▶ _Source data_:

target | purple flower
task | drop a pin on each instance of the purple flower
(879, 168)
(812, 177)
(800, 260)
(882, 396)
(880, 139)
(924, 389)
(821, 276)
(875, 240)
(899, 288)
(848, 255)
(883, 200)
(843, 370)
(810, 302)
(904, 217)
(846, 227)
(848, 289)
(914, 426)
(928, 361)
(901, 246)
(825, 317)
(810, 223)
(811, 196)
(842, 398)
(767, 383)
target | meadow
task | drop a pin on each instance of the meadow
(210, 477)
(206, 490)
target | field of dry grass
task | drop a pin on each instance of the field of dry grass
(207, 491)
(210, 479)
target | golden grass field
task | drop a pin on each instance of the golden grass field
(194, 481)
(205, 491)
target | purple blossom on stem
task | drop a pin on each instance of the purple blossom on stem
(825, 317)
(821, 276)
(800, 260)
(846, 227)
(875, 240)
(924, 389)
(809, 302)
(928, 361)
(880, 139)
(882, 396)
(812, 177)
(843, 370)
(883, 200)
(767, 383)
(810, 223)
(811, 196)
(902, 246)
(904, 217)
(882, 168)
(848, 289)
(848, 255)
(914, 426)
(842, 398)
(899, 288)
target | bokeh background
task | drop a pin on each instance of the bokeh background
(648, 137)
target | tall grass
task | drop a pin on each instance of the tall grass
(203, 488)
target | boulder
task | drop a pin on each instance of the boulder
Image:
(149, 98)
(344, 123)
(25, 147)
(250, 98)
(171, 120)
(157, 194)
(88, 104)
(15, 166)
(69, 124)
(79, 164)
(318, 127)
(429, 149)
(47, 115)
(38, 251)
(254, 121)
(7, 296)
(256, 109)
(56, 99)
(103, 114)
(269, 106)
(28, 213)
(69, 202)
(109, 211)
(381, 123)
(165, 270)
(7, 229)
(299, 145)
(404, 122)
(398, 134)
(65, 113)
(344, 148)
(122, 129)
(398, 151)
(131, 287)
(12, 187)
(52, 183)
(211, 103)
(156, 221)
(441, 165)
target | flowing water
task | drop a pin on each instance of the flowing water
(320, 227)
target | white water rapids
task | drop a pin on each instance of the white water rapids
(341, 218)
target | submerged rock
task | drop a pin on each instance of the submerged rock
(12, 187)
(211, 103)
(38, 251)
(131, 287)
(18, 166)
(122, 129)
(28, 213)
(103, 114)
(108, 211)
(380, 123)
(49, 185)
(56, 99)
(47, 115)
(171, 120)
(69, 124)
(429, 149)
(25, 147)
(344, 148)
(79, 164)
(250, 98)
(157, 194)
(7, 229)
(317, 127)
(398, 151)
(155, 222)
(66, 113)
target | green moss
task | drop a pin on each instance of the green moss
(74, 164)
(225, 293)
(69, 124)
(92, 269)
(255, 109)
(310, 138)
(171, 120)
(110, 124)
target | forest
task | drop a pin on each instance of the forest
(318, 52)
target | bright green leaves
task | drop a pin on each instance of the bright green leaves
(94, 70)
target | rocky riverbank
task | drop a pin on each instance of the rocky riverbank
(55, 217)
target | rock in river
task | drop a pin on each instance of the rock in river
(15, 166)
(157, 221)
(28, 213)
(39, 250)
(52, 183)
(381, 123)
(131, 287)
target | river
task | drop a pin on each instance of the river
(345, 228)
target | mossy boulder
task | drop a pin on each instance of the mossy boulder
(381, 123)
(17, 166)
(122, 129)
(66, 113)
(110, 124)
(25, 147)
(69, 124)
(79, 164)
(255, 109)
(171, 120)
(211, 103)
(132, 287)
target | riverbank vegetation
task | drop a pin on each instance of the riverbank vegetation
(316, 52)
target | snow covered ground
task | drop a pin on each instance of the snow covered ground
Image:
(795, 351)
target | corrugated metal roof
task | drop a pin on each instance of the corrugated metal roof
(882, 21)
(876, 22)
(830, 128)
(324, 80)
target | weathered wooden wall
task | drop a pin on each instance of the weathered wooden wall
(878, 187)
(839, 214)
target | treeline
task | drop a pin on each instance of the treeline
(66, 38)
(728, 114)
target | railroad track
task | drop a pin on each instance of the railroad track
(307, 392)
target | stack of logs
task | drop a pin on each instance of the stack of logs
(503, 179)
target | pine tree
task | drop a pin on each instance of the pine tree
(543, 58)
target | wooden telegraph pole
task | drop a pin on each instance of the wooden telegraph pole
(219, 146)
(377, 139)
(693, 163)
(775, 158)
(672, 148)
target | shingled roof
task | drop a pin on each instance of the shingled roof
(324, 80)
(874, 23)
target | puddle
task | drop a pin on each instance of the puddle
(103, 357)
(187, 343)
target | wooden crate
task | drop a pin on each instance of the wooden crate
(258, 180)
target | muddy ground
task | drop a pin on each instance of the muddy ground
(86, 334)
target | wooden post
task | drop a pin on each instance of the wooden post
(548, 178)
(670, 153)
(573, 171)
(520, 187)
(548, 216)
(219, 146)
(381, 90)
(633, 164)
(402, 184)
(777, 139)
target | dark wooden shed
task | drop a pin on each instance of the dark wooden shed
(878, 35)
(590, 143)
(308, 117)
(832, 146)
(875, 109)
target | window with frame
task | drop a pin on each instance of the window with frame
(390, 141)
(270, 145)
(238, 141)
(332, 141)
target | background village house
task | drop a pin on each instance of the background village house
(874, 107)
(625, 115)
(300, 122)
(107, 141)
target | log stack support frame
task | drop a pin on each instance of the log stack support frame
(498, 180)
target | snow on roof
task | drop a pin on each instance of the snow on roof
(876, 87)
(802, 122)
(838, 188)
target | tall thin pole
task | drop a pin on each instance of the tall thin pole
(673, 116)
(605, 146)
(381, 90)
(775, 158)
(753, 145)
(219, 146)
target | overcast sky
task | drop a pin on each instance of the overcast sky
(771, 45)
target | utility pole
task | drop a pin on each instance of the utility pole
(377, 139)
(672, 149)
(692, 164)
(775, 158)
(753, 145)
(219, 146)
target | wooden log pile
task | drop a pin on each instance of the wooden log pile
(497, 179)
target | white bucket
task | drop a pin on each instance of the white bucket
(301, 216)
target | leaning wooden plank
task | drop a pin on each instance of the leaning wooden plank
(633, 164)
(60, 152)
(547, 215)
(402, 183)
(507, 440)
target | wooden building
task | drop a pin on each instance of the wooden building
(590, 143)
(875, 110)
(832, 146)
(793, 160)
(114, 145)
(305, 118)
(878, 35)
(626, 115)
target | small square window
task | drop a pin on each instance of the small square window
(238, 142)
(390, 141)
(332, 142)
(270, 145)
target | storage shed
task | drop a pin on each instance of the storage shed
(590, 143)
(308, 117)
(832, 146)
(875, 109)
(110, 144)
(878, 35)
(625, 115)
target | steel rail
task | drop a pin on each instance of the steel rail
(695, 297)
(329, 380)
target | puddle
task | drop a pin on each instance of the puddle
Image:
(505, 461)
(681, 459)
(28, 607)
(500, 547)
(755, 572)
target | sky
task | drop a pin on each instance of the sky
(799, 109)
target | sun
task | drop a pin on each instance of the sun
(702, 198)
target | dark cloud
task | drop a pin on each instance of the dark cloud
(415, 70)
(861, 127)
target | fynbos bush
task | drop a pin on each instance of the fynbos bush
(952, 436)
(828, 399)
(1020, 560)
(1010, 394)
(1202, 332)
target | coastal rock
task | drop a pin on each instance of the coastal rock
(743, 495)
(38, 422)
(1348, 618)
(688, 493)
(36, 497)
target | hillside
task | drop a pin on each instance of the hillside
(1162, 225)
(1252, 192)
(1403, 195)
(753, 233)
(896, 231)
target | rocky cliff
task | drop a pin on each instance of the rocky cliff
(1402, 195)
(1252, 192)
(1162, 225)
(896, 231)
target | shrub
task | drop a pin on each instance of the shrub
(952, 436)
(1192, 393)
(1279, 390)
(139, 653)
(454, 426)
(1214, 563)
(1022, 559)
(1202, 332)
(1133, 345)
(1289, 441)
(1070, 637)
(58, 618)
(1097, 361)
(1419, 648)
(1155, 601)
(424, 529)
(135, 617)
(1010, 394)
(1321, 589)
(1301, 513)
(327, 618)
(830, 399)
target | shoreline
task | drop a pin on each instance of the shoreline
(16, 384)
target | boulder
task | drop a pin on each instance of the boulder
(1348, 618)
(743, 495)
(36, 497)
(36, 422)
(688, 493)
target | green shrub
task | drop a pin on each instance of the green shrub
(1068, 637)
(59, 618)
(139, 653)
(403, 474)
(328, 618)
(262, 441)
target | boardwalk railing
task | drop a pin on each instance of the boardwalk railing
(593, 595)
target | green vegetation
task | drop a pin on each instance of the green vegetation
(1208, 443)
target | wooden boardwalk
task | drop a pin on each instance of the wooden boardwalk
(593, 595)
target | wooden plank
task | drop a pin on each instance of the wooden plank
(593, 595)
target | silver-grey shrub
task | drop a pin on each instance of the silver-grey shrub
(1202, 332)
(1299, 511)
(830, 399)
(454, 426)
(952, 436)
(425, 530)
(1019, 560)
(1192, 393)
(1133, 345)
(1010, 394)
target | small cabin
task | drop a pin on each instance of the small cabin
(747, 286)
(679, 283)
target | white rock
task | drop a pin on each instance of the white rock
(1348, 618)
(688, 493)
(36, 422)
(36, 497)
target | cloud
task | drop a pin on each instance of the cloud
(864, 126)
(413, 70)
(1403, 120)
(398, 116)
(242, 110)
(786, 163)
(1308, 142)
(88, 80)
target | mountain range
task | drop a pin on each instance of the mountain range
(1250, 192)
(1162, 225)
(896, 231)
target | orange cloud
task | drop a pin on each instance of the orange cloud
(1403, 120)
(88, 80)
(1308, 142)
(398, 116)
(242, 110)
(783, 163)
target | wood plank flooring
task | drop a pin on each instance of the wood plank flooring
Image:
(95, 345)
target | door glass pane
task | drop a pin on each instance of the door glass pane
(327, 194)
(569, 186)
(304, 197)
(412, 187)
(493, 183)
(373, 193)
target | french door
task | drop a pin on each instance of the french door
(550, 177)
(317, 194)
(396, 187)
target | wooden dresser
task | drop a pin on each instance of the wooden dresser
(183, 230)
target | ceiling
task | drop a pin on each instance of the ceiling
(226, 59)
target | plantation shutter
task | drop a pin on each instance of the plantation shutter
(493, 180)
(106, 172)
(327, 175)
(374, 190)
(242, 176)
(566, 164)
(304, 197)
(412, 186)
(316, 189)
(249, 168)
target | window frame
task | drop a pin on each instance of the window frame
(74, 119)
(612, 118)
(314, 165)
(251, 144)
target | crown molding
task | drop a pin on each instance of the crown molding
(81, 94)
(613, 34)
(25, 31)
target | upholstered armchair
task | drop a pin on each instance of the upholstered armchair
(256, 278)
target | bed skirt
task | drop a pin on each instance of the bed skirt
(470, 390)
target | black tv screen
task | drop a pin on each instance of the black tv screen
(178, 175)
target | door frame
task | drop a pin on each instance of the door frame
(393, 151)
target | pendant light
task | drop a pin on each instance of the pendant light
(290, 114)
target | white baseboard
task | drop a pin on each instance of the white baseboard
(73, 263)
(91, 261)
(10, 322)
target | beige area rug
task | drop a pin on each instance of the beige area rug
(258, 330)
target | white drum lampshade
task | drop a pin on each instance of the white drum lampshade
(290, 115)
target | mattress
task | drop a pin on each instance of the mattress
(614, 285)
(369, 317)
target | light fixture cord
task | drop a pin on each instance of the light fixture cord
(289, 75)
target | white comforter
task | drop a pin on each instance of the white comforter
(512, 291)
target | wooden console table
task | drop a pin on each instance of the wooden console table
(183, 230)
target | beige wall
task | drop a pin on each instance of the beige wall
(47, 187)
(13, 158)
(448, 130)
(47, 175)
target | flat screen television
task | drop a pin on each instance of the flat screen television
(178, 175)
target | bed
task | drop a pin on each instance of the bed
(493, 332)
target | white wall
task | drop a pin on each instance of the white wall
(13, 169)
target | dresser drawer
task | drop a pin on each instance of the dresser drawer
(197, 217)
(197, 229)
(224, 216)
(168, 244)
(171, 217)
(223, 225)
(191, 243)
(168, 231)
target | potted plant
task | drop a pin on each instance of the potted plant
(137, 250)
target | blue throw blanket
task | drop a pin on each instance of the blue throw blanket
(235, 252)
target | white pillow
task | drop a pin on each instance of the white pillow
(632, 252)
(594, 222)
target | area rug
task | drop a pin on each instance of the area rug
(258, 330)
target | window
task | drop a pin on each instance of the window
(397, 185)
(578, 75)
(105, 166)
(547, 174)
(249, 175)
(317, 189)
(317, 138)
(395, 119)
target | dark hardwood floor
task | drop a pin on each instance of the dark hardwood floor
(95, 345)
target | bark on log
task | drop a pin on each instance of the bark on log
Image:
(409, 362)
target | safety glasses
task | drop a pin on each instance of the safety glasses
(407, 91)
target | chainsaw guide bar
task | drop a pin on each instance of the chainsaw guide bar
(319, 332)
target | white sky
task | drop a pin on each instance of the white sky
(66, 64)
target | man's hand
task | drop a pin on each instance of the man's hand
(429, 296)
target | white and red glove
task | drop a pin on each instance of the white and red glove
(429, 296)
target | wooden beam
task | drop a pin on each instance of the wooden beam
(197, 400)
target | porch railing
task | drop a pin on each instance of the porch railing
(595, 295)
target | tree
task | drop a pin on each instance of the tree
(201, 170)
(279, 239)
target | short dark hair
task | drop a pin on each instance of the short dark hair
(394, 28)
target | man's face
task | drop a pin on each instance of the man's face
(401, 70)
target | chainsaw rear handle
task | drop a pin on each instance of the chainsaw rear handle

▶ _GIVEN EXERCISE_: Rewrite the lines running from the one holding "target | chainsaw rear handle" through the end of the material, inclusive, switching "rear handle" to "front handle" and leaving everything else unchanged.

▶ _OUTPUT OF THE TASK_:
target | chainsaw front handle
task | drop a pin on each instance of the chainsaw front handle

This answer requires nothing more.